*What you have to do*
Count the lines in the material below that contain the string "cloud", treating uppercase and lowercase as different. Give only the number.

*Recorded information*
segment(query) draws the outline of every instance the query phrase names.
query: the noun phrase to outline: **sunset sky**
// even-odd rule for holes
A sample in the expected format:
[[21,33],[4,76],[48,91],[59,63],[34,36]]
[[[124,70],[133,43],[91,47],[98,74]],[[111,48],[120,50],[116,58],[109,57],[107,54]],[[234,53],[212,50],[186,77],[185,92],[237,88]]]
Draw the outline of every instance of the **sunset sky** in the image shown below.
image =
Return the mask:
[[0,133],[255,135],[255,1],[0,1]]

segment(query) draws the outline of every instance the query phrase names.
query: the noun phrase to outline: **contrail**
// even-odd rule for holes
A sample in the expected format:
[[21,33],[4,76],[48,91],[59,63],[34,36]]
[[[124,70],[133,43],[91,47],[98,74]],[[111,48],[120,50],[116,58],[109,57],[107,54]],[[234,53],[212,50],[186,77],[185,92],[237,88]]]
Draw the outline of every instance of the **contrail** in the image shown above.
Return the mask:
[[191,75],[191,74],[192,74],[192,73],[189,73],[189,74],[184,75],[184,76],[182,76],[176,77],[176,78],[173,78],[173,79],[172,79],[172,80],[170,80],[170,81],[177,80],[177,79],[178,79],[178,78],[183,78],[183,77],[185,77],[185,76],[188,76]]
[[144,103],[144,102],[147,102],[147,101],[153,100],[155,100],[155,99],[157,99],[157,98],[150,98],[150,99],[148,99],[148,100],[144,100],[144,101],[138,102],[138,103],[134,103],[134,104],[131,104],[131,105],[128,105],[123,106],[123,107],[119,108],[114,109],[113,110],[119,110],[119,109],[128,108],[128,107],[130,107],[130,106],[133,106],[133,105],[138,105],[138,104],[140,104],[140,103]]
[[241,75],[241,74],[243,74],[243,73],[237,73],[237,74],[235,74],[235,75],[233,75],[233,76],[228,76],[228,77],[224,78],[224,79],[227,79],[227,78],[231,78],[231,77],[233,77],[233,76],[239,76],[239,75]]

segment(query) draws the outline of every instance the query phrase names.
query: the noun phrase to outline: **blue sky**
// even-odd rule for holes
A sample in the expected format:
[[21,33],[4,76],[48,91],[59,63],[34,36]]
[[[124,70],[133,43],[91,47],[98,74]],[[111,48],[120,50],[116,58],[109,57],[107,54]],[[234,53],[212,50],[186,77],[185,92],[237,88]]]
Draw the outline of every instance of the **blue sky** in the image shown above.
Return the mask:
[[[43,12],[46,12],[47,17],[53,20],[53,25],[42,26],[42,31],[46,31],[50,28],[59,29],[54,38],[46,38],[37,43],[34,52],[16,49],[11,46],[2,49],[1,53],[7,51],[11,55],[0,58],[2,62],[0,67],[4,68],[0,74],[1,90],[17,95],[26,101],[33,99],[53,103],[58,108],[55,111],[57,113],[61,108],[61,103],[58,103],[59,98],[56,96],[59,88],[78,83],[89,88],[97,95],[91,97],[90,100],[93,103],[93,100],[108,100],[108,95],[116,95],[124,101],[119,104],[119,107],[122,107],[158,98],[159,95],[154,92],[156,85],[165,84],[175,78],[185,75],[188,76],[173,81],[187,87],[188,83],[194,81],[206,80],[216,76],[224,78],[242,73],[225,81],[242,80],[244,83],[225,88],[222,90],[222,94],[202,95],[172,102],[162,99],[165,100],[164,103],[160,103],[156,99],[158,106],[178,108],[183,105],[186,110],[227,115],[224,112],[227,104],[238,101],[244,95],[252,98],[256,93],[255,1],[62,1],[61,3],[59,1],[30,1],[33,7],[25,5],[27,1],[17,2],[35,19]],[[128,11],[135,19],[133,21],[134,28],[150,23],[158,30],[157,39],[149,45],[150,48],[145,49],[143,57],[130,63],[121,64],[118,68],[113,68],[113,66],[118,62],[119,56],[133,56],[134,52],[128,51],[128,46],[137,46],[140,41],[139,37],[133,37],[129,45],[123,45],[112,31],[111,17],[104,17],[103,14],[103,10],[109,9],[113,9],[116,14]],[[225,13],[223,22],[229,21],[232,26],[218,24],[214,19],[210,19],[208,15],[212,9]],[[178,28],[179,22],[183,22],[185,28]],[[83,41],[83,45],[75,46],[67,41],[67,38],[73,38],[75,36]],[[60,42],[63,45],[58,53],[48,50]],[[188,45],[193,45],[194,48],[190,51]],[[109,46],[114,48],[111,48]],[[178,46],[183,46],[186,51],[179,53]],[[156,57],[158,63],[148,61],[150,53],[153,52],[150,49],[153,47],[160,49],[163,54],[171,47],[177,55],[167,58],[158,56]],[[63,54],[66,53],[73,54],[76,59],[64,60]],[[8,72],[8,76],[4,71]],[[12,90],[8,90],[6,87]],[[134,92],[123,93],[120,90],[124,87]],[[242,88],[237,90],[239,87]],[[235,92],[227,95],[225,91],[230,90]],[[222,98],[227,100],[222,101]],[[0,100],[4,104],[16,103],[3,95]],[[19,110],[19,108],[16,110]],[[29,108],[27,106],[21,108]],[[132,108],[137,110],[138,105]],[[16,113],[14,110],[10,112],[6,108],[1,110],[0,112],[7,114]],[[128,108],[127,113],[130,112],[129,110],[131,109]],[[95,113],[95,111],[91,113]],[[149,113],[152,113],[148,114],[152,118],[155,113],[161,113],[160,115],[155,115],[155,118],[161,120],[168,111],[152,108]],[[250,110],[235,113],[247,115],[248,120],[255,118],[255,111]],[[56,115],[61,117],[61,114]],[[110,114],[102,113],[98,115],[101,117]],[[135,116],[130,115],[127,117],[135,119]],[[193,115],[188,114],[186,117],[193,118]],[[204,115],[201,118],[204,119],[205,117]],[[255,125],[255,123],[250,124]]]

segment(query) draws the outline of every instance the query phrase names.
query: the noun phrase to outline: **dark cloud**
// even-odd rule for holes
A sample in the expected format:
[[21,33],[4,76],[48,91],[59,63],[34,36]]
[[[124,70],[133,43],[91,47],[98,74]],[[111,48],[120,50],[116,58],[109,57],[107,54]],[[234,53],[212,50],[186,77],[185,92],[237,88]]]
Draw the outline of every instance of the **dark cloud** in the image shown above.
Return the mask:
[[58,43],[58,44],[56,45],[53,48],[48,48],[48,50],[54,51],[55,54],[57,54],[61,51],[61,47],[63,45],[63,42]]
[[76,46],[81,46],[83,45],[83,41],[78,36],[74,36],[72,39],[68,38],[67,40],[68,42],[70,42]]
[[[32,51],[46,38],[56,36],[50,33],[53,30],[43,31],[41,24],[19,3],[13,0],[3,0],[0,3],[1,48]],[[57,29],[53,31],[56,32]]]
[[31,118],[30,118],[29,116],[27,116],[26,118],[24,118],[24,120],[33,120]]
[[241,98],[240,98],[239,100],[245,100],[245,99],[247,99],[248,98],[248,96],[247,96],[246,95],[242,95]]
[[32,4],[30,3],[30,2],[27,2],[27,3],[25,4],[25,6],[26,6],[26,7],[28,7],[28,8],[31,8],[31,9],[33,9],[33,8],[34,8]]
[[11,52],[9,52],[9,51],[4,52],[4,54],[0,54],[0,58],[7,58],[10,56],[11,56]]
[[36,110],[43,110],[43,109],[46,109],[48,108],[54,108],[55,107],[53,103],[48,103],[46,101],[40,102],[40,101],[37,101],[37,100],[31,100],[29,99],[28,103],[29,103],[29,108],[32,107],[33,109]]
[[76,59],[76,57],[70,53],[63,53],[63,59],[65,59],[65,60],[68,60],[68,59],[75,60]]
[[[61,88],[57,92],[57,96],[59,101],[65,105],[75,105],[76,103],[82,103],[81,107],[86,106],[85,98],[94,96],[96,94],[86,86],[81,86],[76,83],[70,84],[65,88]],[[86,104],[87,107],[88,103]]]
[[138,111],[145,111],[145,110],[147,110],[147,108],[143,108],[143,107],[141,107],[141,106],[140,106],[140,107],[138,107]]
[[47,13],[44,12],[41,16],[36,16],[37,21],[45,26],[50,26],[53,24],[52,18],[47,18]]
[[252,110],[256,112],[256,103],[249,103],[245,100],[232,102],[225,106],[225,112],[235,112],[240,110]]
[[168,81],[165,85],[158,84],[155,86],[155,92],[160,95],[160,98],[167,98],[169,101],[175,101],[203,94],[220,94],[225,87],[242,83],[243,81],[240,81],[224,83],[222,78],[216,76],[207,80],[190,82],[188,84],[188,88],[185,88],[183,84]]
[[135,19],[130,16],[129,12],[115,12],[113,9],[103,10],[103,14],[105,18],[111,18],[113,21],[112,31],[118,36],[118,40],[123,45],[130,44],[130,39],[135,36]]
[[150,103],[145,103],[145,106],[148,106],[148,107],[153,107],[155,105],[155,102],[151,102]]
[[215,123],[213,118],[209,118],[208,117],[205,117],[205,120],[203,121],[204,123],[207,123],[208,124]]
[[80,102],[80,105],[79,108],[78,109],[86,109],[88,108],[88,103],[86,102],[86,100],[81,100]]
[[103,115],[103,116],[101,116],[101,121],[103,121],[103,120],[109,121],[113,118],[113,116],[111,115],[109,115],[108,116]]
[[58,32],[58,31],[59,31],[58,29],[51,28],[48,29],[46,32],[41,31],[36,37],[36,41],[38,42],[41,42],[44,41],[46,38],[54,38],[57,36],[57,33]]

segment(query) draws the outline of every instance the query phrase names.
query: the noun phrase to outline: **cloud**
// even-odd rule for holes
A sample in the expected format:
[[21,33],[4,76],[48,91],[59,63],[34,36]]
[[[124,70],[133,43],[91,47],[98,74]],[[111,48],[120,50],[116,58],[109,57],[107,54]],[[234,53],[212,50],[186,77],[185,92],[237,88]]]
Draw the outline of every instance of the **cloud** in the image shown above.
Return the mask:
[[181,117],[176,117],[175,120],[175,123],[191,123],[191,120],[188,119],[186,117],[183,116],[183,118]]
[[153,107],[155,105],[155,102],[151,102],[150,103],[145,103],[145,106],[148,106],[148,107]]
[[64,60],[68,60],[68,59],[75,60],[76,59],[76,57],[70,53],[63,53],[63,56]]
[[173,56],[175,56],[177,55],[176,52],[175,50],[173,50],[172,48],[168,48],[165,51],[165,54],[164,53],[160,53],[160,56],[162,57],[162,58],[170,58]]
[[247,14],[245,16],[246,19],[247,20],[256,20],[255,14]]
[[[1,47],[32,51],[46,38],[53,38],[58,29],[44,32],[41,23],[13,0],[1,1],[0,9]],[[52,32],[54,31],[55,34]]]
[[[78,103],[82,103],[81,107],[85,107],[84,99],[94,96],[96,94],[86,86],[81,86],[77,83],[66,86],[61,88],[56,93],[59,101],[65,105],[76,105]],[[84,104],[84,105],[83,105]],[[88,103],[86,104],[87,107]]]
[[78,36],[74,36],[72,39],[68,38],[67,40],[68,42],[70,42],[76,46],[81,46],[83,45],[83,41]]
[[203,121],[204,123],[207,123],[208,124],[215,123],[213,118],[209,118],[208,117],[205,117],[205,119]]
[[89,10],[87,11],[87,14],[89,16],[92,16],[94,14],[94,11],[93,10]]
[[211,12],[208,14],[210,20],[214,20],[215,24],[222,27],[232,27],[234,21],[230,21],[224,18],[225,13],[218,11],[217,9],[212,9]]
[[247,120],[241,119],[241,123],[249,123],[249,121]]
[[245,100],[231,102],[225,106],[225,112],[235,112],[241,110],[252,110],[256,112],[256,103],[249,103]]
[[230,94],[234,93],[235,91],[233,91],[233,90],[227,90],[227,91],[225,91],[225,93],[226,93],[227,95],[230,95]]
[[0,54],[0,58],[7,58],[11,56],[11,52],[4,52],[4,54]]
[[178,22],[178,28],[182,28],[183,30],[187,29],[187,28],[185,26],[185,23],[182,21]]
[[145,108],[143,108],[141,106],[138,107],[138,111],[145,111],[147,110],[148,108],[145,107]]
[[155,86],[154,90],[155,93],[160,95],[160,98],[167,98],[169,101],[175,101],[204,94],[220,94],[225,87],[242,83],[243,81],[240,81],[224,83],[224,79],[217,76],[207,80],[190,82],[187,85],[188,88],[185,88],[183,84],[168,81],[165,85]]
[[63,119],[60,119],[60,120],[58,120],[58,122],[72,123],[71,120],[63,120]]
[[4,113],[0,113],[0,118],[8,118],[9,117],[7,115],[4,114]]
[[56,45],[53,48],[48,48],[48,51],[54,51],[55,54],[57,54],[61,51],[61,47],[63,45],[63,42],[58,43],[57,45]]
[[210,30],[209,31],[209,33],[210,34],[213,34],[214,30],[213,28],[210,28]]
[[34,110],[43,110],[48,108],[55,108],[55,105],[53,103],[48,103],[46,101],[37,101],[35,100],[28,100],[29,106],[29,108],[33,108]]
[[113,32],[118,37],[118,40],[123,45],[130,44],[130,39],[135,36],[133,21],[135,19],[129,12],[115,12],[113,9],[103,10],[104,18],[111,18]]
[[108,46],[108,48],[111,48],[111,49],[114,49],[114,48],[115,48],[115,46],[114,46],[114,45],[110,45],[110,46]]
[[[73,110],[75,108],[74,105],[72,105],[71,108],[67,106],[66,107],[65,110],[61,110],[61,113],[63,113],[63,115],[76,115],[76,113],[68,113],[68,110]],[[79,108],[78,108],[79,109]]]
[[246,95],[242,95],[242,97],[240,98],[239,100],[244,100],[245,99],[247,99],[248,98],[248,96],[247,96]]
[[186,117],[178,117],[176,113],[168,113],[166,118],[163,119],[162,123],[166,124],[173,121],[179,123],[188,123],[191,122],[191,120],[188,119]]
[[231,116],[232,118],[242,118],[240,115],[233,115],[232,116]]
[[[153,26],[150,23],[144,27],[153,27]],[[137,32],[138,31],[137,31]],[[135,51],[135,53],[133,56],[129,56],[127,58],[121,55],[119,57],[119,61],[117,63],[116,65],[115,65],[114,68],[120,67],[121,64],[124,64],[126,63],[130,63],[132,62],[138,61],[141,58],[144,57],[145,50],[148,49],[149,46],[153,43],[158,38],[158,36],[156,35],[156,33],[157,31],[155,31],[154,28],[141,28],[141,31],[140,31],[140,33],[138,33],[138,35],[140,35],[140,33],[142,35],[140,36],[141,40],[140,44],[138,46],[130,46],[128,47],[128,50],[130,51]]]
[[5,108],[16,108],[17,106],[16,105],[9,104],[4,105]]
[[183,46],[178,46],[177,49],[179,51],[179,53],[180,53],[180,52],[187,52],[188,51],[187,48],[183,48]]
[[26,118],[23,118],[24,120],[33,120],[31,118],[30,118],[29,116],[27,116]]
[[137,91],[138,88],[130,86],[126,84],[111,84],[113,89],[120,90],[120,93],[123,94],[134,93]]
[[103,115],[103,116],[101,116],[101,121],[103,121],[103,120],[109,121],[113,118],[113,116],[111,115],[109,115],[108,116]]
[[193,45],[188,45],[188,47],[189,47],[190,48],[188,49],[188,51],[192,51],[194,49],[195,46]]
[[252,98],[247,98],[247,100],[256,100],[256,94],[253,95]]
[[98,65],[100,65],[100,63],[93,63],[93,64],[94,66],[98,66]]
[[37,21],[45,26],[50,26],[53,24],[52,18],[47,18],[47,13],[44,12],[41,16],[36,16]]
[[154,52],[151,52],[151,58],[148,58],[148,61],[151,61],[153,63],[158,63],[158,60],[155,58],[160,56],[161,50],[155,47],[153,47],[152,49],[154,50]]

*The completed task*
4